### Exercise
Find every line in the entries below that contains the word "Target", and copy each of those lines.

-- Begin Records --

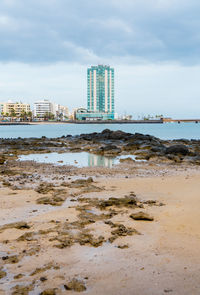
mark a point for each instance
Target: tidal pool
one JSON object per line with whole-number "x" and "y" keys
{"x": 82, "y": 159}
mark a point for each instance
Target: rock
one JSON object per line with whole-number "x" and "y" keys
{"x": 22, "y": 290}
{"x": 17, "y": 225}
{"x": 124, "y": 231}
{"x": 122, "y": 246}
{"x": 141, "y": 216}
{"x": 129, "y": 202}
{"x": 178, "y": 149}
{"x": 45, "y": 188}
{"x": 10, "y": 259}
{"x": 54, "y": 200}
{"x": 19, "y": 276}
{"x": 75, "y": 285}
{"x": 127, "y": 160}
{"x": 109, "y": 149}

-- End Records --
-- Begin Records --

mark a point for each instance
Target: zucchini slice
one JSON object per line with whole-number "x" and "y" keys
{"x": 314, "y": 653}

-- End Records --

### Solution
Target: tidal pool
Target: rock
Target: zucchini slice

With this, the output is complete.